> [TEXT SECTION]:
----

Blood and Blood Vessels
FIGURE. Pulmonary circulation circuit showing oxygen and carbon dioxide exchange to and from the lungs.
The blood vessel network of the body is composed of arteries, arterioles (small arteries), veins, venules (small veins), and capillaries. Arteries carry blood from the heart; veins carry blood to the heart; capillaries link the arteries and the veins. Blood transports hormones, nutrients, and waste products; it defends the body against infection; and its ability to clot prevents blood loss. Blood circulation is either pulmonary or systemic. Pulmonary circulation pumps blood from the heart into the lungs; systemic circulation pumps blood from the heart to the remainder of the body.
FIGURE. Systemic arteries. The aorta and its major branches are shown in anterior view. (From Scanlon, VC, and Sanders, T: Essentials of Anatomy and Physiology, ed 5. FA Davis, Philadelphia, 2007, p 297, with permission.)
FIGURE. Systemic veins shown in anterior view. (From Scanlon, VC, and Sanders, T: Essentials of Anatomy and Physiology, ed 5. FA Davis, Philadelphia, 2007, p 298, with permission.)
Blood is composed of plasma and blood cells. Although thicker than water, the blood is about 92% water. Plasma is the transportation system for the hormones, nutrients, and waste products. It also consists of important proteins. They include prothrombin and fibrinogen, important in blood clotting; albumin, which helps to keep blood from leaking out of the blood vessels; and three types of globulins that assist in the immune response. The blood’s cells are the erythrocytes, leukocytes, and platelets. Erythrocytes, or red blood cells (RBCs), carry oxygen on the protein hemoglobin. The leukocytes, or white blood cells (WBCs), protect the body from infection and provide immunity against some diseases. The five types of WBCs are neutrophils, eosinophils, basophils, lymphocytes, and monocytes. The platelets or thrombocytes are pieces of cells that contribute to blood clotting and hemostasis.
Lymph and Lymph Vessels
FIGURE. System of lymph vessels and major groups of lymph nodes, showing spleen and thymus glands.
The lymphatic system is composed of lymph capillaries, lacteals (capillaries in the villus of the small intestine), nodes, vessels, and ducts. The lymphatic system transports fluids, nutrients, and wastes exuded from tissues back to the bloodstream through connections with major veins. See Figure for the relationship between lymphatic vessels and the cardiovascular system. Without the lymphatic system, fluid would accumulate in tissue spaces, and “foreign” particles, such as infection, microorganisms, and viruses, would cause disease. The lymphatic system also functions to attack toxins and cancer cells. The thymus and spleen are two important lymphatic organs whose function is similar to the lymphatic system.

----

> [RECORD EXCERPTS]:

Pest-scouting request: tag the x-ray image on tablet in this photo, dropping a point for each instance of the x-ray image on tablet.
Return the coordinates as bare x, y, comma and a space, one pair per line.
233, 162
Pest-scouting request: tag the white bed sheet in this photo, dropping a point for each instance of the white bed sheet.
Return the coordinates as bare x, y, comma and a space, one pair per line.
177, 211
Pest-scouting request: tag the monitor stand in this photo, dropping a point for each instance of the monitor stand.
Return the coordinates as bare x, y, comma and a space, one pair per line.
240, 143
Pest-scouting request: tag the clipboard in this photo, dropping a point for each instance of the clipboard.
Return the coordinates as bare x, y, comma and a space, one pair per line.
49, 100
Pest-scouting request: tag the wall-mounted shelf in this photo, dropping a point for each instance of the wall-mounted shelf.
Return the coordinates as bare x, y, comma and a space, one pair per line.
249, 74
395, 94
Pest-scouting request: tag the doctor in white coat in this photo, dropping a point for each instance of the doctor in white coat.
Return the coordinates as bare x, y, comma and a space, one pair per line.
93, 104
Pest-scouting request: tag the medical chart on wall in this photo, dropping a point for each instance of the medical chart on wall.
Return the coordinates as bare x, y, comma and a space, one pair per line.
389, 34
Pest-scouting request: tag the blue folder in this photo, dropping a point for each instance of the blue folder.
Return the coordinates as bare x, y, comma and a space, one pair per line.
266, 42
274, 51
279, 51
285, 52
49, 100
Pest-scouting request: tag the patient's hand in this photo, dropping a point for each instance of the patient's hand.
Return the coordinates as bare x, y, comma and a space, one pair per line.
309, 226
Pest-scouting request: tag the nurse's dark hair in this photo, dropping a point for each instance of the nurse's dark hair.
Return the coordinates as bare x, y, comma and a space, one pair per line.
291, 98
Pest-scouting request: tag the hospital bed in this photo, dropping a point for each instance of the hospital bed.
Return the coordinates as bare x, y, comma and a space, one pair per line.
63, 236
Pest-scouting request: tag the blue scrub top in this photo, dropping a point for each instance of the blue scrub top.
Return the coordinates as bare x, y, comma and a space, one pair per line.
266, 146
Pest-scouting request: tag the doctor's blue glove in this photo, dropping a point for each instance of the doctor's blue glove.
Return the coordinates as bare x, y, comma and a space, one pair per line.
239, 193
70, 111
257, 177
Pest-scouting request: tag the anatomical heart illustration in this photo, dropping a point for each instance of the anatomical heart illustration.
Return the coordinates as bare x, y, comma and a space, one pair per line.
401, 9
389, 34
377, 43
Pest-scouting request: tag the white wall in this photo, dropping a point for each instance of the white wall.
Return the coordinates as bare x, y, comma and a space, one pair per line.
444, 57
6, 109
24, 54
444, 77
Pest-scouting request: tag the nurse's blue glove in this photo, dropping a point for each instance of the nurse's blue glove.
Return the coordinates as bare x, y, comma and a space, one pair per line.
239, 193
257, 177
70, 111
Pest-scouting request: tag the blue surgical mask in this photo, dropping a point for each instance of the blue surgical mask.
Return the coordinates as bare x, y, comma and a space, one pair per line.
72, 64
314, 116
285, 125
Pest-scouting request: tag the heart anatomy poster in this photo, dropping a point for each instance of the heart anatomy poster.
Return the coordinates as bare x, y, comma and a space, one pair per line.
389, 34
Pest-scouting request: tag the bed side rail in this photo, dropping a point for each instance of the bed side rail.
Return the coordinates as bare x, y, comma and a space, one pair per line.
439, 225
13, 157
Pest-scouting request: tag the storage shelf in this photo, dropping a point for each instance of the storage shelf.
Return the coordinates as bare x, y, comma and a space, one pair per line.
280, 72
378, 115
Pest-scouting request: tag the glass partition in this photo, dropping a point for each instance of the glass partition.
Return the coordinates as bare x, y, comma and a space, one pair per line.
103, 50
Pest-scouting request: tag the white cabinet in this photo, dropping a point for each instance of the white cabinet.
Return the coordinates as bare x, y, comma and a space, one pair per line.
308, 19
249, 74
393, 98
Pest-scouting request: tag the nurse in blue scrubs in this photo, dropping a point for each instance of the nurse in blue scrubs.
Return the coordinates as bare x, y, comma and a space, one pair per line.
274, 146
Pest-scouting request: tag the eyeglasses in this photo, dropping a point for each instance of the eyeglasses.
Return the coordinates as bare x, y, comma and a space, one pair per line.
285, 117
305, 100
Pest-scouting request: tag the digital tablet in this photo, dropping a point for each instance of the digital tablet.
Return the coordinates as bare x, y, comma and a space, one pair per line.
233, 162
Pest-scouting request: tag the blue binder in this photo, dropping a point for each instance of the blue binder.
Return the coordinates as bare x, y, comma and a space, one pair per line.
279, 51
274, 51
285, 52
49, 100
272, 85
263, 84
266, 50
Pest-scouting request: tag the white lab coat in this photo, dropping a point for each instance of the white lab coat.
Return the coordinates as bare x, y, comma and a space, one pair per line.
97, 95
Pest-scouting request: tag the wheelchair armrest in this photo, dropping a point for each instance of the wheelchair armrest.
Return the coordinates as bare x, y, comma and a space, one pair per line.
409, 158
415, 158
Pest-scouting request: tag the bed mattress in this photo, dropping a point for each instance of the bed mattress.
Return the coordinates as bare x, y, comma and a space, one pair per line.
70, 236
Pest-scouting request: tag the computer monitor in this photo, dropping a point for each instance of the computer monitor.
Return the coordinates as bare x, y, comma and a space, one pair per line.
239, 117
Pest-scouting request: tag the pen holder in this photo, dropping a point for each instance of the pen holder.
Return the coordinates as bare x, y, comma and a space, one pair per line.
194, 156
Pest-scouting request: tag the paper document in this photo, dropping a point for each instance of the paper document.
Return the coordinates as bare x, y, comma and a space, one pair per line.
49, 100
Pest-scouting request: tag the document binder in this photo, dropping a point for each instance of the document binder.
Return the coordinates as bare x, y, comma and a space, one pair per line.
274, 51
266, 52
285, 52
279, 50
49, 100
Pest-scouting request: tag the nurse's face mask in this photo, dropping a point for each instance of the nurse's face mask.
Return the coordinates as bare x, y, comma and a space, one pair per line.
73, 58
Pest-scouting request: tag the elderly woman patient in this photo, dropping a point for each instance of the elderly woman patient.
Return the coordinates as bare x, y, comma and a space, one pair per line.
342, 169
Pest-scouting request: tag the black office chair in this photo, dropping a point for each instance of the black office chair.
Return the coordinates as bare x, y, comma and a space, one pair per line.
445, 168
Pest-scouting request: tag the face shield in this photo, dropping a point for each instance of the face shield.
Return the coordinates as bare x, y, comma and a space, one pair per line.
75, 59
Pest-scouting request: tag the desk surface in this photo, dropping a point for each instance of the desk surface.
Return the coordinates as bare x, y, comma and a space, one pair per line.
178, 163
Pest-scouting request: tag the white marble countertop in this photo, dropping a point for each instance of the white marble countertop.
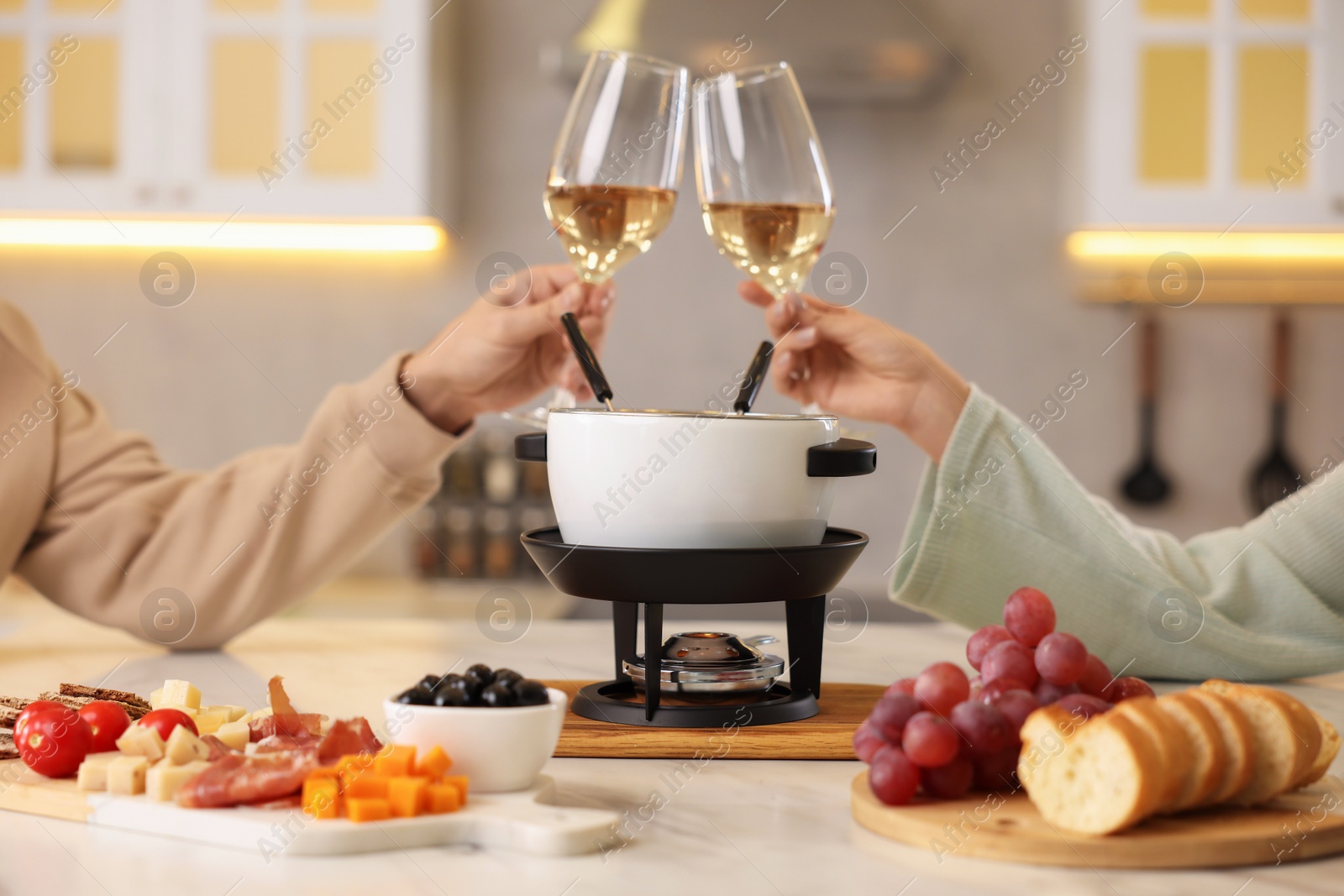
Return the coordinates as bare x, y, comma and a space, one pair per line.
738, 826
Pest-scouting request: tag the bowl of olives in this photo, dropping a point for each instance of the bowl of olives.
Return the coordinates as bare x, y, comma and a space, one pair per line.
497, 726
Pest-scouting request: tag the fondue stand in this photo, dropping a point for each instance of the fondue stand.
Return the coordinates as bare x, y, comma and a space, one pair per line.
799, 575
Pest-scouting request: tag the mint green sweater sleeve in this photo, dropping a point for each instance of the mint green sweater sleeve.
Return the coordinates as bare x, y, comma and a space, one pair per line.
1263, 600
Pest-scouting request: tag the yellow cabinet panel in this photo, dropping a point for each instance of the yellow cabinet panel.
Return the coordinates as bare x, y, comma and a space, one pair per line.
1175, 8
84, 107
1287, 9
245, 105
1272, 110
11, 103
1173, 113
343, 97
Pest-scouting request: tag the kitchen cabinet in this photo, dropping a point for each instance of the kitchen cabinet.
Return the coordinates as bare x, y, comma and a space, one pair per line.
221, 107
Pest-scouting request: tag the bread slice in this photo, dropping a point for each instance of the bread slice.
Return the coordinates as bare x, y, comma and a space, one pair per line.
1326, 755
1236, 738
1169, 741
1277, 741
1095, 778
1209, 754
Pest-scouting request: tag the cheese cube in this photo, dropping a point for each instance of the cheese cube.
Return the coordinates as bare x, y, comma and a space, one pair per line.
181, 694
208, 720
234, 734
93, 770
185, 747
127, 775
165, 781
141, 741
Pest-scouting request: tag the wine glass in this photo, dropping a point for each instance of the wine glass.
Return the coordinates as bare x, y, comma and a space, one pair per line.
765, 191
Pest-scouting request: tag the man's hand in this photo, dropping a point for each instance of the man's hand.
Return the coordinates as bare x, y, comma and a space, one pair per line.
507, 348
859, 365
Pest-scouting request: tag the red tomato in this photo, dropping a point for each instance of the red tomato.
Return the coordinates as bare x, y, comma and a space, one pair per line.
54, 741
165, 720
108, 721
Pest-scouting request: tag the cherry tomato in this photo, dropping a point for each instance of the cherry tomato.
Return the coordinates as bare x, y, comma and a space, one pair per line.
54, 741
165, 720
108, 721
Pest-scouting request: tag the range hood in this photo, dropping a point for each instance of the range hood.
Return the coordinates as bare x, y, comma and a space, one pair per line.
843, 51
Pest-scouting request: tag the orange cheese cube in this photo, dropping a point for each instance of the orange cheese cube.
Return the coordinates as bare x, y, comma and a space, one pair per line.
396, 762
367, 809
434, 763
443, 799
407, 795
322, 799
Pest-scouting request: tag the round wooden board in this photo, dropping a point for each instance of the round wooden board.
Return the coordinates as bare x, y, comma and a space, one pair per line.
1304, 825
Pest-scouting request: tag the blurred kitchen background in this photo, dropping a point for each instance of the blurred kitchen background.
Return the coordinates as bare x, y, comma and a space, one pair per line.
972, 261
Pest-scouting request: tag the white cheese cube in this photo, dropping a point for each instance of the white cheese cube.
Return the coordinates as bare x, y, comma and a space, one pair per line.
141, 741
185, 747
235, 735
93, 770
165, 781
127, 775
181, 694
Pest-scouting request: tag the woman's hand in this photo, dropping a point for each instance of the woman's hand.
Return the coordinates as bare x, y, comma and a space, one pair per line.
859, 365
507, 347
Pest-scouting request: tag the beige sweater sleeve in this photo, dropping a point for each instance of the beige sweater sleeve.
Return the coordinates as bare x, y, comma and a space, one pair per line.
241, 540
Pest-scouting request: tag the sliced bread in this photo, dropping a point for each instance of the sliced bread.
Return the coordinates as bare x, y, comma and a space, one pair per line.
1209, 754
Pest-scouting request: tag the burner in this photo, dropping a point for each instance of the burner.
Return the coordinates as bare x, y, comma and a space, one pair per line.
711, 663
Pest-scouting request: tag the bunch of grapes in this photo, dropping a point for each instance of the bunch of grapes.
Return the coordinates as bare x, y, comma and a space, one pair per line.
947, 734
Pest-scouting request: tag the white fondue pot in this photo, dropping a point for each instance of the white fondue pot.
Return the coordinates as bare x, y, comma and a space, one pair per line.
691, 479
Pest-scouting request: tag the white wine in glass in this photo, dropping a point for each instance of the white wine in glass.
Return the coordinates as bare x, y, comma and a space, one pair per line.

----

> [REQUIRED TASKS]:
A - According to the text on blood and lymph, what proportion of blood is water?
B - Reproduce verbatim the portion of the text on blood and lymph from "FIGURE. Systemic arteries." up to and including "298, with permission.)".
The listing is not needed here.

> [TASK-BY-TASK OUTPUTS]:
A - About 92%.

B -
FIGURE. Systemic arteries. The aorta and its major branches are shown in anterior view. (From Scanlon, VC, and Sanders, T: Essentials of Anatomy and Physiology, ed 5. FA Davis, Philadelphia, 2007, p 297, with permission.)
FIGURE. Systemic veins shown in anterior view. (From Scanlon, VC, and Sanders, T: Essentials of Anatomy and Physiology, ed 5. FA Davis, Philadelphia, 2007, p 298, with permission.)